[Annotated coordinate records]
######

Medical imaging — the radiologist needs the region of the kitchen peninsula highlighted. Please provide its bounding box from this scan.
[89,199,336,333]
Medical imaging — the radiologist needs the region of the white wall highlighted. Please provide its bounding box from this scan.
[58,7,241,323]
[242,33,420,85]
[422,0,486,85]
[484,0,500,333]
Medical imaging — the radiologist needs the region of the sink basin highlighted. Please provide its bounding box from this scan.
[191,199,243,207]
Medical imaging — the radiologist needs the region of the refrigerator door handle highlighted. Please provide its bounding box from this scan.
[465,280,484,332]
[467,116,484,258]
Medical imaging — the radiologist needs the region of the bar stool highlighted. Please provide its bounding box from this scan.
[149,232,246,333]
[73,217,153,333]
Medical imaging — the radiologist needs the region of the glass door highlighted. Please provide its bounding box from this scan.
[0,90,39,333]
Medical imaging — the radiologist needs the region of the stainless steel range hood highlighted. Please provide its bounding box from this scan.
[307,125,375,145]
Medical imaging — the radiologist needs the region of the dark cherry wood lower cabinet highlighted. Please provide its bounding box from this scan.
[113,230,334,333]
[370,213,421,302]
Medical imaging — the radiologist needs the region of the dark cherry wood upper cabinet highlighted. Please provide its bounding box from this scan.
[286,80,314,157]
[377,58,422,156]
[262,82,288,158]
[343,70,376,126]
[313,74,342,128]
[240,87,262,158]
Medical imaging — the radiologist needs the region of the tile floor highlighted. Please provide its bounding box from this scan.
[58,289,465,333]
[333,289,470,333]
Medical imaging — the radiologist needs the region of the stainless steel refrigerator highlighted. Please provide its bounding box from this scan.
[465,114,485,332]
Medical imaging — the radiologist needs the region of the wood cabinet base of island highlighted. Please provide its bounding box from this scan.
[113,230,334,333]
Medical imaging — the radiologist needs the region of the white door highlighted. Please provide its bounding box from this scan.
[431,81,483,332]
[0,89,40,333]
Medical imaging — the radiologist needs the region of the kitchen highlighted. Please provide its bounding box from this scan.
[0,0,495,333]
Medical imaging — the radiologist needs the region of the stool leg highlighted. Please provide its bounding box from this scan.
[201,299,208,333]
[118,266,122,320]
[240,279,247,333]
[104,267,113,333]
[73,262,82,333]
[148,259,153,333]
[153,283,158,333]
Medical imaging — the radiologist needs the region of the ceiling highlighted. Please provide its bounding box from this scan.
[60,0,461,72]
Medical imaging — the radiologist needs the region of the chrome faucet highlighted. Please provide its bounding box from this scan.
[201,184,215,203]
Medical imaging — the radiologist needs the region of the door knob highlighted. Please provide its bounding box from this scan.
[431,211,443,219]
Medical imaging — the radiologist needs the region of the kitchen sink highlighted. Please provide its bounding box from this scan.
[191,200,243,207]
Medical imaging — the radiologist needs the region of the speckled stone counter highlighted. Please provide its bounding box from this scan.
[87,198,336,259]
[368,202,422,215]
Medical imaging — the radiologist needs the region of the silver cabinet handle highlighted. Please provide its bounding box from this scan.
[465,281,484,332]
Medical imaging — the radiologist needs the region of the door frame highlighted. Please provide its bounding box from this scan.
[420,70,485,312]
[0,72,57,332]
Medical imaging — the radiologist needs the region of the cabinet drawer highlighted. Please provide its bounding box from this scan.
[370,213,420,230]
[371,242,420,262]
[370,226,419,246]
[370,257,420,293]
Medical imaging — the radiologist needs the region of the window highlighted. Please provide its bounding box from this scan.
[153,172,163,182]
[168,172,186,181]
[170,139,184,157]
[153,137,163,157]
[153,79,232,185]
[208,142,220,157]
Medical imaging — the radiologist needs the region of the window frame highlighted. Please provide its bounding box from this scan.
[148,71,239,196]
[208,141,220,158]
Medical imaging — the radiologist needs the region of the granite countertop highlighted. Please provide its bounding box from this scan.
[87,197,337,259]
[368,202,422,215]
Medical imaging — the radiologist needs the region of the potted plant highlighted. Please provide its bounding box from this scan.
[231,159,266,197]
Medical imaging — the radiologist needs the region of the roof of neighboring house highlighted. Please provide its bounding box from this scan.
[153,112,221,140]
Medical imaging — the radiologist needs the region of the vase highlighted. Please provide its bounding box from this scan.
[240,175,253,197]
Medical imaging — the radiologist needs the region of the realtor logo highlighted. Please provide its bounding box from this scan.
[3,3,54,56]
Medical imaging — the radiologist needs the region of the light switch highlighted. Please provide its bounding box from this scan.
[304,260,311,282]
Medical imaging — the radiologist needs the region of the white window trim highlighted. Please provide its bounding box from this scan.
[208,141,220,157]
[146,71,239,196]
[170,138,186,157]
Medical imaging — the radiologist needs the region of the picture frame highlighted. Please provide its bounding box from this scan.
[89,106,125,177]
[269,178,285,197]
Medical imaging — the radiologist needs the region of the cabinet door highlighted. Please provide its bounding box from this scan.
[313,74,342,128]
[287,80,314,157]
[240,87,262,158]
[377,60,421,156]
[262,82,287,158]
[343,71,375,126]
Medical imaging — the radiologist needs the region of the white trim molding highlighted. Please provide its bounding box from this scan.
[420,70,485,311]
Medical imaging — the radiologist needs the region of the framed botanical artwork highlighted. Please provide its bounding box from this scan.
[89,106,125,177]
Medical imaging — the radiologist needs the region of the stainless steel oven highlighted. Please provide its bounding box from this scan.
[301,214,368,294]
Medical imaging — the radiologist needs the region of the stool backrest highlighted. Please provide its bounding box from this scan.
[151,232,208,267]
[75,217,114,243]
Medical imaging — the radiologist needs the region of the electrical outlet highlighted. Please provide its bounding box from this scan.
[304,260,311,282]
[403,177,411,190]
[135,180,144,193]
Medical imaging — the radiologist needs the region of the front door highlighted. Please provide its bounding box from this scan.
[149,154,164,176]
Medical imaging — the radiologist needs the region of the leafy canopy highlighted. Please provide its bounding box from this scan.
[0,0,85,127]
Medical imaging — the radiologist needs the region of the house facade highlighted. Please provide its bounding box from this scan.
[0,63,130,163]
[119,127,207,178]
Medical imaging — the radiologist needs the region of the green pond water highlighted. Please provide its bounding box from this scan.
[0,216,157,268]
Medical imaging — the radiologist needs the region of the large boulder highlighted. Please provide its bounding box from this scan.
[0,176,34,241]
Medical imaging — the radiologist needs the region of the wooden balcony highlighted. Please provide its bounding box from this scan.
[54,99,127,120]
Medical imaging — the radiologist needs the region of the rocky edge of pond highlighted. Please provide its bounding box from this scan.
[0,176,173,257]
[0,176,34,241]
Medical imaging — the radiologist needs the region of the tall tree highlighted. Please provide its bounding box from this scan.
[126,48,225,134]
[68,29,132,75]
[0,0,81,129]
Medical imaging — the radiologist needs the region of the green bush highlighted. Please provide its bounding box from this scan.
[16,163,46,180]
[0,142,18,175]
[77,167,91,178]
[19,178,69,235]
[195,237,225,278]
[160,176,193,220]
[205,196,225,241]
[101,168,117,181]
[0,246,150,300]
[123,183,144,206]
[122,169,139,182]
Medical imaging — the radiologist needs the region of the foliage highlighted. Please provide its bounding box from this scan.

######

**Problem statement**
Rewrite the records from the first line down to and including the line with "[73,217,153,333]", substituting "counter stool" for "bar stool" and leaving everything else as it stands. Return only those lines.

**Answer to the exercise**
Medical imaging — the radiologist needs the region of the kitchen peninsula highlighted. Please provide its bounding box from this scan.
[89,199,336,333]
Medical imaging — the radiologist needs the region of the white wall highlighted. Please provide its bounding box from this scan.
[58,7,241,323]
[242,33,420,85]
[422,0,486,85]
[484,0,500,333]
Medical imaging — the radiologist needs the region of the sink basin highlighted. Please provide its bounding box from this scan.
[191,199,243,207]
Medical imaging — the radiologist needs the region of the refrigerator door handle highlighted. Please provide its bounding box from this scan.
[465,280,484,332]
[467,116,484,258]
Medical imaging — the radiologist needs the region of the counter stool highlighted. Please provide its bounding box from this scan.
[149,232,246,333]
[73,217,153,333]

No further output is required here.